**Problem description**
Find the line that contains "ridge in this photo.". Output it and every line after it to the end of the records, exactly as they appear.

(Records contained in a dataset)
********************
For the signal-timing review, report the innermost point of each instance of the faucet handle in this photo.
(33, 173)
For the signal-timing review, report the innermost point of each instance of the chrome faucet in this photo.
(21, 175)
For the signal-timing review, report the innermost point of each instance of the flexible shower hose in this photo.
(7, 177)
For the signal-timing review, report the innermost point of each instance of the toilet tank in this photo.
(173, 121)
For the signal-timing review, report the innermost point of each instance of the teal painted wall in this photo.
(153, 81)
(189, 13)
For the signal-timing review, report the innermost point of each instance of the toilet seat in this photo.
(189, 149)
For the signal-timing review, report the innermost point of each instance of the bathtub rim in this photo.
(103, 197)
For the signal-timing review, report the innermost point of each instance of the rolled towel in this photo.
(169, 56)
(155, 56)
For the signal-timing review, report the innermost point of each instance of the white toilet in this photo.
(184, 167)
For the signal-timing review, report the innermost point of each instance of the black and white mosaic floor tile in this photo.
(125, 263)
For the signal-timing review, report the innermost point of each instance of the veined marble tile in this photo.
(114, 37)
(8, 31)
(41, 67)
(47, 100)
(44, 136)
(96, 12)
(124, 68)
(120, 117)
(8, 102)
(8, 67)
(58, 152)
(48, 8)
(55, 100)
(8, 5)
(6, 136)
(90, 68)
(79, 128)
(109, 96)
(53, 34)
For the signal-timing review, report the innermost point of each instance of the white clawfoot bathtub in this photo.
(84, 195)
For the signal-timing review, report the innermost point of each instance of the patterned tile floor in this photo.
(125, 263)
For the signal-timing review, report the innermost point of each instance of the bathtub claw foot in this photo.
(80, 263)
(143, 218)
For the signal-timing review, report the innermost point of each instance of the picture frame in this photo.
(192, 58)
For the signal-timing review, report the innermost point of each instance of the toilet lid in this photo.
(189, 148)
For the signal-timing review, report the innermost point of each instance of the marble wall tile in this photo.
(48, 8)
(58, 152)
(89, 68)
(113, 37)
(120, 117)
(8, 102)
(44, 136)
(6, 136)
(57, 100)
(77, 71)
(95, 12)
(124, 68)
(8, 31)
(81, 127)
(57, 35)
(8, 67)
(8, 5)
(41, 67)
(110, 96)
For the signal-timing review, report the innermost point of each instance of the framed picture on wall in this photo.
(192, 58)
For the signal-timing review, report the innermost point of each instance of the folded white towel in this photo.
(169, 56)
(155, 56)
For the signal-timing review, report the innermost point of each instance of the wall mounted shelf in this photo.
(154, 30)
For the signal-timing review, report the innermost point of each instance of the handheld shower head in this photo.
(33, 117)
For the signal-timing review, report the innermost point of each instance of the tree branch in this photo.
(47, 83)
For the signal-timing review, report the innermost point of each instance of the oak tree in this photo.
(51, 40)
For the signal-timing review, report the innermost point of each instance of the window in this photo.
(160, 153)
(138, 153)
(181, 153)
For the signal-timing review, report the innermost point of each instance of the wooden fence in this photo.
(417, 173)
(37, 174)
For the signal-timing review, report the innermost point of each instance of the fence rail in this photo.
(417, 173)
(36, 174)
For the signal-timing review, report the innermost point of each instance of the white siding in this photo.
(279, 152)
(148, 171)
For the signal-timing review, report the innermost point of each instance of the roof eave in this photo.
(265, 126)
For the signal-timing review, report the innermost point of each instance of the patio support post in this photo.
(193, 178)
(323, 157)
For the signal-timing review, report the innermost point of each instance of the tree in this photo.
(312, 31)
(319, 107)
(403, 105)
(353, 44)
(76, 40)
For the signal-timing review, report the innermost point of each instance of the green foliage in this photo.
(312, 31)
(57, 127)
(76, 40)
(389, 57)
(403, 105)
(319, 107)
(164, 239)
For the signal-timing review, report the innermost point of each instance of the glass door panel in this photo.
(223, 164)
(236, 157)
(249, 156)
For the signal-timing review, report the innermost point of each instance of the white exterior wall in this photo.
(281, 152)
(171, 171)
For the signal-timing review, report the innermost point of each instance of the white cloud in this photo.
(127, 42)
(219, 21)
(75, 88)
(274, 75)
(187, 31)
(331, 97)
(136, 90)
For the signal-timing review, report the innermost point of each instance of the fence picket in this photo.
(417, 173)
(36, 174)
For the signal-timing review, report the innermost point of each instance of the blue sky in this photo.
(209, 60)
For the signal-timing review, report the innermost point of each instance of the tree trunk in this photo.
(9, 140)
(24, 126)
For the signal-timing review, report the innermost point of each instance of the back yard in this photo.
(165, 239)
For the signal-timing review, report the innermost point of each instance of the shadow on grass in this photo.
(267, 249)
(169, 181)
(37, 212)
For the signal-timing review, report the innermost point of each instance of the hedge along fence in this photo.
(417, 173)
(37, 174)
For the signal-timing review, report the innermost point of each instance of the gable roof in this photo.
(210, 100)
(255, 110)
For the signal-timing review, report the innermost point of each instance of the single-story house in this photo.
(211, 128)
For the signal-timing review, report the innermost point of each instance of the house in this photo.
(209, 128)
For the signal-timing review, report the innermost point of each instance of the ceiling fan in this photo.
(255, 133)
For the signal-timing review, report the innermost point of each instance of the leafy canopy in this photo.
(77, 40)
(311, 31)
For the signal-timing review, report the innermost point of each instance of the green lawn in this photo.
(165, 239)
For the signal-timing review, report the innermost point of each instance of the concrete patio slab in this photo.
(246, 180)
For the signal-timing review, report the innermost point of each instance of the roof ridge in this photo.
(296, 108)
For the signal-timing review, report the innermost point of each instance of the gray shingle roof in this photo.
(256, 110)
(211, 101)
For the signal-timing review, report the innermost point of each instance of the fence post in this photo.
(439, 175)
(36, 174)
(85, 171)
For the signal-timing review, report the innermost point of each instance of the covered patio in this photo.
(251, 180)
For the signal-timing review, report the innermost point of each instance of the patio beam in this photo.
********************
**Written reply**
For the signal-timing review, report the innermost point of each instance of the roof ridge in this photo.
(296, 108)
For the signal-timing review, report the innermost point of each instance of the gray shingle roof in this photo.
(256, 110)
(211, 101)
For the signal-timing review, report the innermost point of each instance of the fence post in this photo.
(439, 175)
(36, 174)
(85, 171)
For the signal-timing review, report the innermost point of each instance of the covered patio in this photo.
(251, 180)
For the signal-timing review, report the innermost point of each instance of the patio beam in this photo.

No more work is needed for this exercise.